— START Records for this exercise —

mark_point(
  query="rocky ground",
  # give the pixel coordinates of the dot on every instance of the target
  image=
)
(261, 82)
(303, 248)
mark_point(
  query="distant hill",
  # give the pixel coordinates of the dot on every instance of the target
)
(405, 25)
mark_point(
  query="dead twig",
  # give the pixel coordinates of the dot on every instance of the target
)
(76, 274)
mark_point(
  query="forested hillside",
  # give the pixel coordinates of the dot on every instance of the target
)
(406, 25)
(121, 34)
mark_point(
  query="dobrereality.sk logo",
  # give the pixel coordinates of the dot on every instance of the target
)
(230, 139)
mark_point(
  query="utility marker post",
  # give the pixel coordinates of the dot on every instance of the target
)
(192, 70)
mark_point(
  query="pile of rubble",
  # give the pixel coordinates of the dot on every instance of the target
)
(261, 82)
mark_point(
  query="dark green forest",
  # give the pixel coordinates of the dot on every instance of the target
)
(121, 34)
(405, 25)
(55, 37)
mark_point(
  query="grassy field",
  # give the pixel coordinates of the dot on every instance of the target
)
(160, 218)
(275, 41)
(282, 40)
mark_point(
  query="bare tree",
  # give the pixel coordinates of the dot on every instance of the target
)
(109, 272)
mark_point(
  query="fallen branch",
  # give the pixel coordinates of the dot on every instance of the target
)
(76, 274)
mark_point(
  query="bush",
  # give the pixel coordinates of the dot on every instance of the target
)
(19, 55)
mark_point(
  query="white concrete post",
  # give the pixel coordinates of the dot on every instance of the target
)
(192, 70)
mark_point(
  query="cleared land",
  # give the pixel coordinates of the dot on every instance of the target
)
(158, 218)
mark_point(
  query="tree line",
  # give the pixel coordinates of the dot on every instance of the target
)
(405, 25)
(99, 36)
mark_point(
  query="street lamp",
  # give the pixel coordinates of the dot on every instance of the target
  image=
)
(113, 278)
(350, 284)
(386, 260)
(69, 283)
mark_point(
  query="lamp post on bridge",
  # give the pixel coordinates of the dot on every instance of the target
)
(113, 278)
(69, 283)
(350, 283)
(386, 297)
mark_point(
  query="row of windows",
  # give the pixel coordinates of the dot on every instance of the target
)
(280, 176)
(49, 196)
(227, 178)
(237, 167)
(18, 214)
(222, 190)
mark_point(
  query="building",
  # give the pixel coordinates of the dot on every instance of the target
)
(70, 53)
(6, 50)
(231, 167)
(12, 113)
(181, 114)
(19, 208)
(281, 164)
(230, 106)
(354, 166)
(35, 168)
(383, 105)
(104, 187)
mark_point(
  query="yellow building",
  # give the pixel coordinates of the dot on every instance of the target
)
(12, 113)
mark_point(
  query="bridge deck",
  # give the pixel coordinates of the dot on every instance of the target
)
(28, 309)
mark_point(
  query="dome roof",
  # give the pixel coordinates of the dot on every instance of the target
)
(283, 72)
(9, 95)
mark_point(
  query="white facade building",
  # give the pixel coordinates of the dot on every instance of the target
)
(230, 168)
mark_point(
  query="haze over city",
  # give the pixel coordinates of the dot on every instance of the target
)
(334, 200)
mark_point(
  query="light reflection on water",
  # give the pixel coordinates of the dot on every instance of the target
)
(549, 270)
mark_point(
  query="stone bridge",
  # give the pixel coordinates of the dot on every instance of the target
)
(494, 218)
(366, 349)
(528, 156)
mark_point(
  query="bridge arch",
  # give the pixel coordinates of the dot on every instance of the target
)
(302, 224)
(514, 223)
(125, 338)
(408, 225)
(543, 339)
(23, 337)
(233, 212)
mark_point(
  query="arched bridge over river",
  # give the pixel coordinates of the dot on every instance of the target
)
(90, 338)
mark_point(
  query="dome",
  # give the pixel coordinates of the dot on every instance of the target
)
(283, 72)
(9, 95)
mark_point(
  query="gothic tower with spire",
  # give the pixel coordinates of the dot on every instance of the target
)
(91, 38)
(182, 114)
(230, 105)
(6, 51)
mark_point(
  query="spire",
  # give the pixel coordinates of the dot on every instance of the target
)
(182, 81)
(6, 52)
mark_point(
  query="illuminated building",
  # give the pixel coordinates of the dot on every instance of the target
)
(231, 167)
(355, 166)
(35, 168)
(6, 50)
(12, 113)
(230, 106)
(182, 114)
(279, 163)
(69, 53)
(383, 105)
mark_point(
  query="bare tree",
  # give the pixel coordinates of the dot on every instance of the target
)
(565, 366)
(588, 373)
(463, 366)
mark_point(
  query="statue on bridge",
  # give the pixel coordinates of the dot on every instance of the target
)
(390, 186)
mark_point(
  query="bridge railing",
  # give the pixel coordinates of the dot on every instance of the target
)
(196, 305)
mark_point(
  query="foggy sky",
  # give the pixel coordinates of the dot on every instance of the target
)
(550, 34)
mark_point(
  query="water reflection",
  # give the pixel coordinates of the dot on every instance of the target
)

— END Records for this exercise —

• Prompt
Write out the whole listing again, exactly as it stands.

• Output below
mark_point(
  query="rocky ground",
  # give the pixel coordinates of the dot on every instance of the target
  image=
)
(261, 82)
(303, 248)
mark_point(
  query="distant hill",
  # give the pixel coordinates of the dot on every instance of the target
)
(405, 25)
mark_point(
  query="dead twig",
  # give the pixel coordinates of the dot on every instance of the target
)
(76, 274)
mark_point(
  query="forested hillside",
  # give the pixel coordinates of the dot on every instance of the target
)
(406, 25)
(121, 34)
mark_point(
  query="dobrereality.sk logo",
  # give the pixel coordinates of the dot on every instance of the target
)
(230, 139)
mark_point(
  query="utility marker post",
  # give the pixel coordinates of the dot on every instance of the target
)
(192, 70)
mark_point(
  query="pile of rubble",
  # give the pixel coordinates of the dot on every instance of the target
)
(261, 82)
mark_point(
  query="dark green forest",
  # give the pixel coordinates of the dot on every instance of the target
)
(121, 34)
(405, 25)
(55, 37)
mark_point(
  query="grassy field",
  # give the pixel coordinates of the dot on every instance of the target
)
(160, 218)
(275, 41)
(282, 40)
mark_point(
  query="bare tree",
  # give the pixel coordinates of the dot on every instance of the target
)
(109, 272)
mark_point(
  query="fallen branch",
  # give the pixel coordinates of the dot on every instance of the target
)
(76, 274)
mark_point(
  query="bush",
  # give the pixel coordinates of the dot on every instance of the target
)
(19, 55)
mark_point(
  query="white concrete post",
  # give the pixel coordinates of the dot on every instance of the target
)
(192, 70)
mark_point(
  query="cleared land",
  # give the pixel coordinates of the dot on every instance of the target
)
(158, 218)
mark_point(
  query="tree line",
  # give the pixel coordinates of the dot on every instance of the target
)
(405, 25)
(99, 36)
mark_point(
  query="street lamp",
  # give the pixel coordinates of the dot on every instance of the target
  image=
)
(113, 278)
(350, 284)
(386, 260)
(69, 283)
mark_point(
  query="lamp post on bridge",
  # give the pixel coordinates of the dot on every instance of the target
)
(113, 278)
(69, 283)
(350, 283)
(386, 297)
mark_point(
  query="row of windows",
  # give the pixel coordinates of the dot on every instance of the target
)
(280, 176)
(49, 196)
(227, 178)
(237, 167)
(18, 214)
(222, 190)
mark_point(
  query="building",
  # give the pixel coordinates of the dot on every instance of the target
)
(70, 53)
(6, 50)
(231, 167)
(12, 113)
(181, 114)
(19, 208)
(281, 164)
(230, 106)
(354, 166)
(35, 168)
(383, 105)
(104, 187)
mark_point(
  query="yellow building",
  # give the pixel coordinates of the dot on every instance of the target
)
(12, 113)
mark_point(
  query="bridge deck",
  # give the pixel coordinates of the dot on every instance of the target
)
(28, 309)
mark_point(
  query="dome roof",
  # give the pixel coordinates of the dot on every instance of the target
)
(283, 72)
(9, 95)
mark_point(
  query="white facade building",
  # give the pixel coordinates of the dot on every instance of the target
)
(230, 168)
mark_point(
  query="haze over city",
  # give the pixel coordinates of the dot on every instance of the target
)
(334, 200)
mark_point(
  query="light reflection on water",
  # give the pixel coordinates of the dot on every instance of the target
)
(549, 270)
mark_point(
  query="stone bridge",
  # give the pixel coordinates of the dot on every instance of the target
)
(494, 218)
(366, 349)
(528, 156)
mark_point(
  query="bridge arch",
  # give the pixel coordinates of the dot on every instance of the target
)
(302, 224)
(514, 223)
(125, 338)
(408, 225)
(543, 339)
(23, 337)
(233, 212)
mark_point(
  query="arched bridge over river",
  # give the pixel coordinates of the dot on every instance of the target
)
(90, 338)
mark_point(
  query="dome",
  # give the pixel coordinates of the dot on every instance of the target
)
(283, 72)
(9, 95)
mark_point(
  query="gothic tower with spire",
  # give the pixel coordinates of the dot on every instance of the target
)
(91, 38)
(182, 114)
(230, 105)
(6, 51)
mark_point(
  query="spire",
  # give the pixel coordinates of the dot on every instance of the target
)
(182, 81)
(6, 52)
mark_point(
  query="illuminated building",
  # give the pixel coordinates of the dot on every instance of the target
)
(231, 167)
(355, 166)
(35, 168)
(6, 50)
(12, 113)
(230, 106)
(182, 114)
(279, 163)
(69, 53)
(383, 105)
mark_point(
  query="bare tree",
  # give the pixel coordinates of the dot on every instance of the target
)
(565, 366)
(588, 373)
(463, 366)
mark_point(
  query="statue on bridge",
  # give the pixel coordinates of the dot on every instance of the target
)
(390, 186)
mark_point(
  query="bridge railing",
  # give the pixel coordinates of the dot on every instance of the target
)
(196, 305)
mark_point(
  query="foggy sky",
  # give the pixel coordinates of the dot on every instance of the target
)
(550, 34)
mark_point(
  query="water reflection",
  # give the pixel coordinates of the dot on every instance of the target
)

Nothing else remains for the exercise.